### RECORDED DATA

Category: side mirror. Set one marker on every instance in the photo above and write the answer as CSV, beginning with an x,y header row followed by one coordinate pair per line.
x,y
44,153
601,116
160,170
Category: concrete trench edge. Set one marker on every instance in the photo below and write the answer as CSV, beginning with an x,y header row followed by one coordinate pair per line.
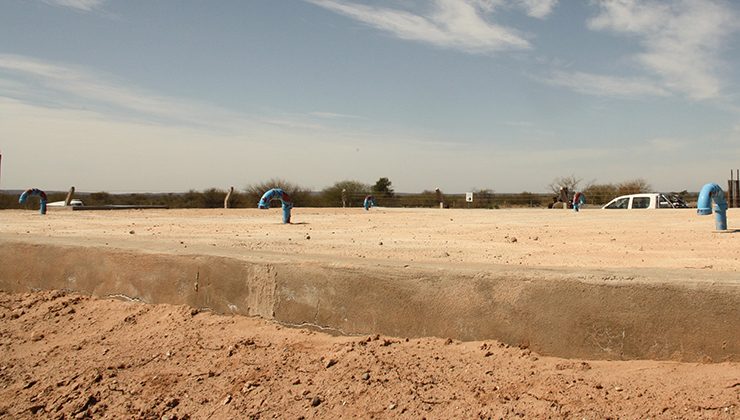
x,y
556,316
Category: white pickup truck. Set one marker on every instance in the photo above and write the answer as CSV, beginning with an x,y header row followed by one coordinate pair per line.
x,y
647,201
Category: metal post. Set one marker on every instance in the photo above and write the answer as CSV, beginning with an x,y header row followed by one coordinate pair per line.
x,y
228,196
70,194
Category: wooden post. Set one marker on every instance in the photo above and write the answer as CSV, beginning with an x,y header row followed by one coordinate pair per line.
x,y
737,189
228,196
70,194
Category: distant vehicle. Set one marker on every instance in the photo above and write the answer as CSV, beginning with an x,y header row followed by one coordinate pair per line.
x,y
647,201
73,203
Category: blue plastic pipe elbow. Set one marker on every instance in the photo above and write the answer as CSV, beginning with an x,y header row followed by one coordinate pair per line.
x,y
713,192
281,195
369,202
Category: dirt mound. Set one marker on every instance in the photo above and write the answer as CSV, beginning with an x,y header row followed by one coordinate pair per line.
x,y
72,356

### WHAT IS BEING ASKED
Transcribe the records above exactly, omitting every picture they contain.

### SOLUTION FOR THIS TASK
Category: side mirror. Set one marker on every instance in the photo above and write the answer as CSV, beginning with an x,y header row followed by one coordinate pair per line.
x,y
44,153
601,116
160,170
Category: concrete trench edge. Set one marker on every instance in the photo below and write the answer as CSV, beginning with an x,y header row followed by one coordinate pair per line.
x,y
556,316
Category: white pickup truck. Set one marker on every instance in the photo above and write the answer as CSV, beginning with an x,y header row followed by one coordinate pair per line.
x,y
647,201
Category: metal post. Set one marker on every instance in the photo above and write the answer as CSV, beginning with an x,y header row followed by one coordinate pair per line.
x,y
228,196
70,194
Category: wooden post. Set one marker on every instance in the photo above and write the answer as CSV, beginning with an x,y header row followed by one coordinate pair per line.
x,y
737,189
228,196
70,194
Category: distant vehicle. Set one marker on every instance in the photo above and write the answer as CSV, beginning with an x,y header row followed by one coordinate pair per line.
x,y
647,201
73,203
Category: blue plastic pipe elbow. Set one marker on every instance in the photo above and write the answer as CSV, beginning with an x,y header row followed by one coordinate pair per line.
x,y
713,192
281,195
369,202
Category: dirt mound. Set one marker on every instance in the photo above and write the answer as CSV, beginning with an x,y header row followed by one coordinate pair per line.
x,y
72,356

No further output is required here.